▶ [Supplied text]
Pavel Yurievich Derevyanko (, born 2 July 1976) is a Russian theatre and film actor.

Biography
Pavel Derevyanko was born in the city of Taganrog, Rostov Oblast, Russian SFSR, Soviet Union. His parents, Yuri Pavlovich and Tatiana Vasilievna Derevyanko, worked all their life at a factory in Taganrog.

He studied in Kiev, Ukrainian SSR. Afterwards, Pavel moved to Moscow where he entered the Russian Academy of Theatre Arts. He studied there from 1996 until 2000. He was noticed by director Alexander Kott as a sophomore of the GITIS (course of Leonid Kheyfets) when Pavel with other students staged the performance Overstocked Packaging Barrels. When Alexander Kott began shooting his film Two Chauffeurs were Driving, he tracked down Derevyanko. At that time Pavel was rehearsing in Oleg Menshikov's theatrical project "Kitchen", but he did not wish to refuse the proposal of Alexander Kott to star in a film. The film Two Chauffeurs were Driving was warmly received by the audience, and the role of Kolka Snegirev brought the beginning actor his first fame.

▶ [Given problem A] Quote the stretch of the biography from "He studied in" through "his first fame.".
▶ [Given problem B]
Answer from the biography:
(i) In what city was Pavel Derevyanko born?
(ii) During which years did he study at the Russian Academy of Theatre Arts?
(iii) Which role brought him his first fame?

▶ [Data]
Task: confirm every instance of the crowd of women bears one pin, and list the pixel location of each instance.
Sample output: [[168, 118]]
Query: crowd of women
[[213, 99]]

▶ [Correct result A]
He studied in Kiev, Ukrainian SSR. Afterwards, Pavel moved to Moscow where he entered the Russian Academy of Theatre Arts. He studied there from 1996 until 2000. He was noticed by director Alexander Kott as a sophomore of the GITIS (course of Leonid Kheyfets) when Pavel with other students staged the performance Overstocked Packaging Barrels. When Alexander Kott began shooting his film Two Chauffeurs were Driving, he tracked down Derevyanko. At that time Pavel was rehearsing in Oleg Menshikov's theatrical project "Kitchen", but he did not wish to refuse the proposal of Alexander Kott to star in a film. The film Two Chauffeurs were Driving was warmly received by the audience, and the role of Kolka Snegirev brought the beginning actor his first fame.

▶ [Correct result B]
(i) Taganrog
(ii) From 1996 until 2000
(iii) Kolka Snegirev